====== Selected passage ======

WordsDay: The hegemony of poetry vs. lyrics, part 2
A couple weeks I go I offered up part one in a series on poetry vs. lyrics, noting from firsthand experience the differences between the two. In brief, I’ve always felt like it was wrong to call rock stars poets – even if their words are fantastic, as they often are, the very nature of bending words to suit a song structure makes what they do a very different thing from what poets do.
In that piece, I looked at the song version of “Hegemony,” which I penned for Fiction 8‘s most recent CD, Project Phoenix. “Hegemony” was adapted for music from an existing poem, which I wrote for my most recent book, Chained to the Gates of Heaven (a book that is in search of a publisher, by the way – so if you know somebody….)
In this installment, I want to walk through the poem version, and in doing so, I can hopefully illustrate the distinctions between the two forms – both in terms of the writing process and the finished product.
Part 2: Examining “Hegemony,” the Poem
First, here’s the poem. Forgive the inelegant font treatment, but by using preformat tagging I can preserve the spacing and line breaks.
Hegemony
His face a tattoo of stars: Mr. Black Sky is in the house. Pump the blue lights, sister. Scarecrow, stovepipe diamonds in his teeth, pocketfuls of insurgency... there’s music behind the moon, children, and rhythm in those cobalt suns touch me, touch me now says Aphrodite, her divine instrumental, her junta of House, her Olympus of lasers like a drill through the ears... Call us partisans, I guess, scene of the seen cell of our selves too self-conscious by half slamming in prisons of syntax touch me, she said, Apollo will be home soon... Then René said Ma vie est une emplacement-spécifique non-documenté art d’exécution – ummm, how you say, performance art? And we all laughed: René works at Gap reads Derrida takes courses at Phoenix dances all night at exCathedra dangles between abyss and verge, his culture a curvature, an apotheosis of grind. Professor Metropolitaine says I’m losing the battle of signification: you have a universe of vocabularies to flush from your head But my therapist says it’s okay to embrace my rage so now I can’t decide between cleanse and purge evaluate and judge strobe or coruscate lover or confessor destiny or fate or syzygy Deus in machina: this is our jungle, our Monet painting a bridge through cataracts – this is the bargain we’ve struck with the world. One tribe, one throb, a frequency of dust. Quickly, she says: the Sun King ripens in me.
This version of the same core work is obviously quite different from the lyric. Structurally there’s none of the symmetry demanded by the musical form, which means longer lines, stunted breaks, a more relaxed pacing (or pacing that accelerates and decelerates according to its own logic), and so on. As a writer, what this means is that the words are marching to my beat, whereas in a lyric (or, for that matter, in formal poetry styles) I’m less free to unwind.
There’s another source of variation at work, as well. Not to put too fine a point on it, but in a poem the writer is encouraged to be more “literary” – duh – and cliché is the kiss of death. Poetry is one of the least “popular” of art forms – that is, it cares the least about connecting with a wider audience, even less than the most obscure forms of literary fiction – which means it’s driven by precisely the opposite dynamics of popular music. While they don’t expect to be in the Top 40 anytime soon, I imagine Mike and Mardi would love it if Project Phoenix sold a few copies, so there’s a pronounced desire to connect with an audience. For this reason, I can’t really indulge the full-blown literary impetus – I have to engage the listener and don’t have a lot of time to do it.

======

Explore the material >>
**a.** From the post on poetry vs. lyrics above, set down the passage between "In this installment, I" and "the finished product.", inclusive.
**b.** Resume the post on poetry vs. lyrics, picking up after its final sentence.

====== Extracted entries ======

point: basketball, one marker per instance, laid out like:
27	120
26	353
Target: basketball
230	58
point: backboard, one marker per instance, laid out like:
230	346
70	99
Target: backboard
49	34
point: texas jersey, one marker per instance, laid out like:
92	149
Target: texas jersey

======

Answers below >>
**a.**
In this installment, I want to walk through the poem version, and in doing so, I can hopefully illustrate the distinctions between the two forms – both in terms of the writing process and the finished product.

**b.**
This doesn’t mean I approach the lyric looking to embrace any and all clichés, but when dealing with a popular (vs. academic or high/elite) audience, some shortcutting is not only necessarily, it’s often desirable.
So let’s dive into the actual text.
His face a tattoo of stars: Mr. Black Sky is in the house. Pump the blue lights, sister.
The open is largely the same as the song, although without the regular meter. The last line here – the call to party time, which borders on religious invocation given that the speaker is Baron Samedi – didn’t find a home in the song because the form didn’t really accommodate it the way I wanted. I like the energy it infuses, but with the song, the music was already establishing the energy for me.
Since a lot of my poetry plays with popular tropes in some way or another, I frequently find myself employing tactics that help signal the context that words can’t fully replicate. You see an example in the next section, with the indented fourth and fifth lines. Here I inject some meter in order to make it sound more musical. Ironically, the lines had to be altered so that they would actually work with the real music in the Fiction 8 tune.
Scarecrow, stovepipe diamonds in his teeth, pocketfuls of insurgency... there’s music behind the moon, children, and rhythm in those cobalt suns touch me, touch me now says Aphrodite, her divine instrumental, her junta of House, her Olympus of lasers like a drill through the ears...
A lot of the images in this passage occur in the song, although they’re more spread out there. In the poetic iteration Samedi/Mr. Black Sky appears in closer proximity to the drug imagery, the political undertone, and Aphrodite herself – who is named much sooner here than in the song. The result is that the players, their relationships and the context are established more quickly and overtly than in the song. Put another way, the formal demands of the song altered the story by forcing some of the core elements apart – there simply not being enough room for them within the confines of the first verse – so early on we begin to see that the poem and the song are leading the reader/listener in different directions.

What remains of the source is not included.